*Objetivos:*
1. Responde estas preguntas sobre el texto de Santolea:
(a) ¿Qué animales iban a coger al pantano congelado?
(b) ¿Qué tipo de caza practicaban entonces, según José?
(c) ¿Cuántas veces van a Santolea solo en verano, según Josefina?
2. Sustituye "ganado" por "rebaño" en todo lo que va desde "Tenías la sensación" hasta "conejo para cenar." en el texto de Santolea, y escribe ese fragmento completo.

Íbamos a coger patos en el pantano que estaba totalmente congelad, los
perseguíamos andando por encima y los cazábamos. Aquello fue fatal para el
pueblo y para los que quedábamos allí. Eso unido a la presión de la repoblación
forestal y al auge de los regadíos de Valmuel hizo que Santolea empezara otro
viaje por la desilusión y la desmoralización. Vivías a gusto, tenías en tu
pueblo todo lo que necesitabas, pero vivíamos desmoralizados y con el miedo del
¿cuándo iba a subir el pantano?.
Tenías la sensación de que, poco a poco,
nos echaban de nuestro pueblo, aquel que nos vio nacer, crecer, jugar,
aprender…..fue especialmente triste ver inundarse las cosechas o ver las calles
pobladas el día del cobro de las indemnizaciones; a partir de entonces aparece
la sensación de exilio, sabes lo que
tienes, pero no sabes lo que te vas a encontrar”.
En
Santolea, recuerda José, no hacía mucho frío, su altitud no era exagerada y eso
hacía del pueblo algo especial. Él trabajaba en el campo y a veces con el ganado
se marchaba por el monte haciendo noche y cocinándose un conejo para cenar.
Adormeciéndose mirando la casi transparente noche con sus puntos plateados y
uniformes.
Desde
siempre le ha gustado leer y escribir,:” ahora que tengo tiempo, aunque no te
creas que tuvimos muy buena enseñanza. En Santolea tuvimos un maestro que tenía
mucha voluntad, pero que no….y tuvimos otro que enseñaba un poco mejor, que se
manejaba mejor”. Pero lo que más agradaba a José era salir a cazar. Ir a por
perdices o conejos.”Entonces practicábamos solamente la caza menor, hoy ya se
atreven con caza mayor…de jovenzuelos nuestros juegos consistían en ir a coger
nidos y a nadar”.
Suspira
y sus palmas se posan sobre la mesa del comedor, su huella queda impresa “En
Santolea se vivía en lo que podría llamarse tranquilidad total, disfrutando de
las cosas naturales de la vida…”. Asiente lentamente con la cabeza y cierra los
ojos. Este santoleano levanta a la memoria del polvo con el que se sepultó a un pueblo amenazado por el agua,
José sentencia: “lo que no pudo el agua lo pudo el polvo”
José
todos los años visita Santolea y lo hace
varias veces. Su mujer Josefina, mientras nos lo cuenta, le mira de forma enternecida y me dice, casi
en un susurro, aunque asegurándose de que su marido lo oiga: ” Sólo en verano vamos unas seis veces.”. Sus
labios con su mirada dibujan la complicidad.

*Datos:*
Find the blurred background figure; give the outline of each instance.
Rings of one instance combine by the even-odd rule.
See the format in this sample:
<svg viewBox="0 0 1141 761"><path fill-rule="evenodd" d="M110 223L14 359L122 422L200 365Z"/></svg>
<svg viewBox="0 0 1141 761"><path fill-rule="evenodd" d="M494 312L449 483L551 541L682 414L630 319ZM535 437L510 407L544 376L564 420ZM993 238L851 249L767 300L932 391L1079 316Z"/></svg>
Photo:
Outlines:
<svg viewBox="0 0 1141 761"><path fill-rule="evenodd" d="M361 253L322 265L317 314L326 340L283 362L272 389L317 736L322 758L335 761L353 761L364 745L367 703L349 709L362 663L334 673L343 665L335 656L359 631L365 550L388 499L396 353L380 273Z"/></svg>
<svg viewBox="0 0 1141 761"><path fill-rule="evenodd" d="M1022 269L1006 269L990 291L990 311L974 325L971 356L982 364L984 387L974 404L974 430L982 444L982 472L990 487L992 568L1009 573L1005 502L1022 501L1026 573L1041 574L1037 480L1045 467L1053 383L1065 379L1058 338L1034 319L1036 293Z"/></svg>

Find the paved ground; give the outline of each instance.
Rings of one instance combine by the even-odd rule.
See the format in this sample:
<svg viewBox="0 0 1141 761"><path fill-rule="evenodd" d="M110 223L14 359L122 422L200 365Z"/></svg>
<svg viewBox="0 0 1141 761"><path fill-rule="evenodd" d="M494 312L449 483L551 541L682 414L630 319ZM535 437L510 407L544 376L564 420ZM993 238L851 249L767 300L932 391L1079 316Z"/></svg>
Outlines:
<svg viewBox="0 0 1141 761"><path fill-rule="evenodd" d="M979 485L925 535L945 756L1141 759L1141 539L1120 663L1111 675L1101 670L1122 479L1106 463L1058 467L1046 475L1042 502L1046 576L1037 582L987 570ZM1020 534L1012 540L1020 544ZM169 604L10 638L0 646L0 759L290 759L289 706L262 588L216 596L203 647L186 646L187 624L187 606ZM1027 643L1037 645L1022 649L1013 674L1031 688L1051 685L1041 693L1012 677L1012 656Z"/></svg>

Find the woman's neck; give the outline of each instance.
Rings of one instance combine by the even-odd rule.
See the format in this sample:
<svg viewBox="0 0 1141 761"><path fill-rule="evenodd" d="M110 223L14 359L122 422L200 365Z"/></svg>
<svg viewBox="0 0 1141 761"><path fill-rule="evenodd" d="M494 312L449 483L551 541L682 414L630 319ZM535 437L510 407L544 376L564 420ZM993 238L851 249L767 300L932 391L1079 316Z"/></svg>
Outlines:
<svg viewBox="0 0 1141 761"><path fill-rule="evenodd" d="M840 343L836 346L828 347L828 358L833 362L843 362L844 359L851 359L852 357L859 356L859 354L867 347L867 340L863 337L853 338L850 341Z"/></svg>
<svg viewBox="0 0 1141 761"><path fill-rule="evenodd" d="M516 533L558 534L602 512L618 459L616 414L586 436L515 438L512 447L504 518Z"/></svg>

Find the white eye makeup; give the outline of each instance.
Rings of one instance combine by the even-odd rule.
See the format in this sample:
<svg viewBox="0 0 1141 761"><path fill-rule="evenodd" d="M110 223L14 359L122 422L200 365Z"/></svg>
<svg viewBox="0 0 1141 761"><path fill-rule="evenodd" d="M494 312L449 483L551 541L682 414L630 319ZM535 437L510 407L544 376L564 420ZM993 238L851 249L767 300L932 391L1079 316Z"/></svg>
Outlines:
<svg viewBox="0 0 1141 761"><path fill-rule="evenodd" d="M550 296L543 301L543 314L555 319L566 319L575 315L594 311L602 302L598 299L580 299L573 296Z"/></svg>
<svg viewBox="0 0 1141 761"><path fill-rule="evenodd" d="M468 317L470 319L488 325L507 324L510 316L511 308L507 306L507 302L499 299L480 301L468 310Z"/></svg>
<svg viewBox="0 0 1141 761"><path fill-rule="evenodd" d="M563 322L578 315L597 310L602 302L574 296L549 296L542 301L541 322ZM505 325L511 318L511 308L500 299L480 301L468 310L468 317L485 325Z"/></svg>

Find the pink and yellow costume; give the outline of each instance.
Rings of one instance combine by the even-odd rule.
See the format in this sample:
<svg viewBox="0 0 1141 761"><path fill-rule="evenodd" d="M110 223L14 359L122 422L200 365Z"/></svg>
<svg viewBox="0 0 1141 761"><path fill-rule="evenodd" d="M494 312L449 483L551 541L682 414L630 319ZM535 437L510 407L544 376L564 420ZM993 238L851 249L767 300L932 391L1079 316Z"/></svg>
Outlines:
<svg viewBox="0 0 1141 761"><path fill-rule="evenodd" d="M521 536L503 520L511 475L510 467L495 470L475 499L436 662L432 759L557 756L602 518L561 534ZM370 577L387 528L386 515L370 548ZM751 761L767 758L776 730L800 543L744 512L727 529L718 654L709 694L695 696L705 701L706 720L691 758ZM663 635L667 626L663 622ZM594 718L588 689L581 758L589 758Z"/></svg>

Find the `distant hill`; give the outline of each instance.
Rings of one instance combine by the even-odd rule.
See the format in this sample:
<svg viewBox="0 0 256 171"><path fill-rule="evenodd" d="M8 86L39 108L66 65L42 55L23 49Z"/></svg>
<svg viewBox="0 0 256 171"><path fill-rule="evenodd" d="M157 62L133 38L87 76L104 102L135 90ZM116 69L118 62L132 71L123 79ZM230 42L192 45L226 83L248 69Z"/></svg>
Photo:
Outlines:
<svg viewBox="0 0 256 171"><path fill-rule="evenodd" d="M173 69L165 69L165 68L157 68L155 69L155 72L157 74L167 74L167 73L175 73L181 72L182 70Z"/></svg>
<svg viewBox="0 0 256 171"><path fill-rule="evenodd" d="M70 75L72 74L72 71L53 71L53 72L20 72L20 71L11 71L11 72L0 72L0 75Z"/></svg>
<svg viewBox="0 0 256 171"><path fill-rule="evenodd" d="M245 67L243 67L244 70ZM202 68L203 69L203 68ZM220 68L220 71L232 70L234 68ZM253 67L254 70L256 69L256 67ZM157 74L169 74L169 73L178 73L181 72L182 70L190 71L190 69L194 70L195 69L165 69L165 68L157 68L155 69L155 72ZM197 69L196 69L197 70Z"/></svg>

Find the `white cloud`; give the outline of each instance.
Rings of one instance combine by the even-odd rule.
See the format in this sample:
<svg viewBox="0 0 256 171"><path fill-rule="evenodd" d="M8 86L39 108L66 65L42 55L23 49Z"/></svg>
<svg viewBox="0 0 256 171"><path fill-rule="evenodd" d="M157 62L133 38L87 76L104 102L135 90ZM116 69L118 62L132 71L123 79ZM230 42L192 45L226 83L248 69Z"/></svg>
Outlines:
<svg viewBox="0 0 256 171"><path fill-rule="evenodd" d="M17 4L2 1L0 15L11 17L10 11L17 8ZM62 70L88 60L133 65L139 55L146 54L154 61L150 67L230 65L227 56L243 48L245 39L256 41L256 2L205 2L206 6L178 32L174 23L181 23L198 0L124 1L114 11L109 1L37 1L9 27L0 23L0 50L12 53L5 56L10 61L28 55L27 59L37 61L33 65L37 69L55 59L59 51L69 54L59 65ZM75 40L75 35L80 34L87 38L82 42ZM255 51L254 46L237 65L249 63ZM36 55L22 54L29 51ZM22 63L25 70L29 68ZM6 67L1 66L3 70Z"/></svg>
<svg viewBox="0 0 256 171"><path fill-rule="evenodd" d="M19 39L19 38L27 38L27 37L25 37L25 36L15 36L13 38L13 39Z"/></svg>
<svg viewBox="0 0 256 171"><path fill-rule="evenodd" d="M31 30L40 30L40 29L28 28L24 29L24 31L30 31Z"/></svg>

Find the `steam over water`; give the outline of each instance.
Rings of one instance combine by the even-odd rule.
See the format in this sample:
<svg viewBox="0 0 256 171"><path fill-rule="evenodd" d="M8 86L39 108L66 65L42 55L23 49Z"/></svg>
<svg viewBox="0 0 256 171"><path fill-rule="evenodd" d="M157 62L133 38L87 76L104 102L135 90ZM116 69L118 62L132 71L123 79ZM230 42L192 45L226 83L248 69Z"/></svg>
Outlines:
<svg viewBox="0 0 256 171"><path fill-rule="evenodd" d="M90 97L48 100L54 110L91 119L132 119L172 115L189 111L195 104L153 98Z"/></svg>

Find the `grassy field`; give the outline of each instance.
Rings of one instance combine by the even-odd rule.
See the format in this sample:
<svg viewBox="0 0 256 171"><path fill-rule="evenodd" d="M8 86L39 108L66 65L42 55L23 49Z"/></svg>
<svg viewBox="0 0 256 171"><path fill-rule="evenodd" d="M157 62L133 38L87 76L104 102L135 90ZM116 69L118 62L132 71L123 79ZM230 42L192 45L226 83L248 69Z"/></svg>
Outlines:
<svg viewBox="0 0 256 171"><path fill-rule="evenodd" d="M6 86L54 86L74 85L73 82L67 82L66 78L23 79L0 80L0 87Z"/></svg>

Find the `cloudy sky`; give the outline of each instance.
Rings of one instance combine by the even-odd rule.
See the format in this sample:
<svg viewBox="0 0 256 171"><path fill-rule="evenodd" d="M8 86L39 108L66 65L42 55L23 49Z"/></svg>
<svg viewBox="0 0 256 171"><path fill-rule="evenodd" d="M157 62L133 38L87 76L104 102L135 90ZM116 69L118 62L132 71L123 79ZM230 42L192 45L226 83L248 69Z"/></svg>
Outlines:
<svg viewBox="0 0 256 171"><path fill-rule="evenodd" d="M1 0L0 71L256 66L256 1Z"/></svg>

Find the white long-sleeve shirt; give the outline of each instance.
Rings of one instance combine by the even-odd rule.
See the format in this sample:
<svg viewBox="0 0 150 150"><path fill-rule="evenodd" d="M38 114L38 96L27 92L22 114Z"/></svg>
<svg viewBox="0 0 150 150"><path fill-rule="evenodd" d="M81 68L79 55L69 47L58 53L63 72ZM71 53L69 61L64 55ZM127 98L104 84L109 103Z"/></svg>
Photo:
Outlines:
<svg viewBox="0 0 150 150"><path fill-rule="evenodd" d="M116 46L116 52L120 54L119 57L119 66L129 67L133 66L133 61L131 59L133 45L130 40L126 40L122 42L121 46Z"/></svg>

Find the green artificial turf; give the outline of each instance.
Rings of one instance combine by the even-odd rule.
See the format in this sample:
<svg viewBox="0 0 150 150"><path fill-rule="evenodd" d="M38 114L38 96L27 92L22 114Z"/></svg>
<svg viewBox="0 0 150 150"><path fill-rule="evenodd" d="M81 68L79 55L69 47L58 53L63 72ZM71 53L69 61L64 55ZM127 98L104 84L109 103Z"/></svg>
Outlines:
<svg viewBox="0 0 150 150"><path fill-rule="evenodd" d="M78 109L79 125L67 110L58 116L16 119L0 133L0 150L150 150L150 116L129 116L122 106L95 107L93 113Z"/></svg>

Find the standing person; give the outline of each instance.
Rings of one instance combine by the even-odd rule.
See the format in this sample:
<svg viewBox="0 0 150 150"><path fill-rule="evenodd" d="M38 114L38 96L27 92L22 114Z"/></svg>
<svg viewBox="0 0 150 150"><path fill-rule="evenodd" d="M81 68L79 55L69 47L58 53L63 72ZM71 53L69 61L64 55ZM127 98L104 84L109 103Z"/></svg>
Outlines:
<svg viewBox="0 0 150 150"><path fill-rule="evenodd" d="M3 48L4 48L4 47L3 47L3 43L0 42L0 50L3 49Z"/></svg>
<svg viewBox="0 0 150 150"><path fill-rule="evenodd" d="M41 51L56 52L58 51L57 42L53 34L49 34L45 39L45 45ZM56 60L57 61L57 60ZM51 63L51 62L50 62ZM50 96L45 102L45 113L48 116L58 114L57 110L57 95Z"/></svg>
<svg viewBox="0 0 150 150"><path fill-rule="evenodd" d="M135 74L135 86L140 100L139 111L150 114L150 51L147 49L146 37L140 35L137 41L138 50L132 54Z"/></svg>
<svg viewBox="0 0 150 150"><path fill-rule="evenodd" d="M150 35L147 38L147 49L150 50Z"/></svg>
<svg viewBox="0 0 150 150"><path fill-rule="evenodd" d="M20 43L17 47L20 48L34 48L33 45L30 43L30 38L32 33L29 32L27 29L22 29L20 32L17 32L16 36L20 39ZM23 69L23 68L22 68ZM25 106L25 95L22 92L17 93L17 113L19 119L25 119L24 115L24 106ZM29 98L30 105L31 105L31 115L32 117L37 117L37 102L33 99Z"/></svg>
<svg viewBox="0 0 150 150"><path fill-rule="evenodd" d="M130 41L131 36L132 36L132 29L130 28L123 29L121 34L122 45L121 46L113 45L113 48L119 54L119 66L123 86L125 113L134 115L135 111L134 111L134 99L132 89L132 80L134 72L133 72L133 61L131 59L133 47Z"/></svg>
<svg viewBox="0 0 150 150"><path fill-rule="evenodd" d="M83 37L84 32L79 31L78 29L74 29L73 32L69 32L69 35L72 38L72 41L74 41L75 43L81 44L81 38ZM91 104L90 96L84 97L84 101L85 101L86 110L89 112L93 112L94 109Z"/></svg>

*Resultados por tarea:*
1.
(a) Patos.
(b) Solamente la caza menor.
(c) Unas seis veces.

2.
Tenías la sensación de que, poco a poco,
nos echaban de nuestro pueblo, aquel que nos vio nacer, crecer, jugar,
aprender…..fue especialmente triste ver inundarse las cosechas o ver las calles
pobladas el día del cobro de las indemnizaciones; a partir de entonces aparece
la sensación de exilio, sabes lo que
tienes, pero no sabes lo que te vas a encontrar”.
En
Santolea, recuerda José, no hacía mucho frío, su altitud no era exagerada y eso
hacía del pueblo algo especial. Él trabajaba en el campo y a veces con el rebaño
se marchaba por el monte haciendo noche y cocinándose un conejo para cenar.